(Shape boundary entries)
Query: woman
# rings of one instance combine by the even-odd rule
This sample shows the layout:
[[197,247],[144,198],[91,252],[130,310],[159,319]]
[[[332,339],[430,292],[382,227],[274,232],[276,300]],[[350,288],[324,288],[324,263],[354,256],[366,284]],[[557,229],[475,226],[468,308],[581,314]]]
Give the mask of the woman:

■ Task prompt: Rewrite every line of these rows, swapping "mask" for "outline" and leaving everything else unchanged.

■ Correct output:
Query: woman
# rings of one instance combine by the even-odd rule
This sample shows the layout:
[[197,247],[144,198],[91,252],[130,310],[159,319]]
[[[332,339],[430,292],[382,227],[274,232],[276,300]],[[350,288],[324,288],[324,263],[354,256],[366,284]],[[557,229],[475,226],[468,308],[581,314]]]
Give the outline of the woman:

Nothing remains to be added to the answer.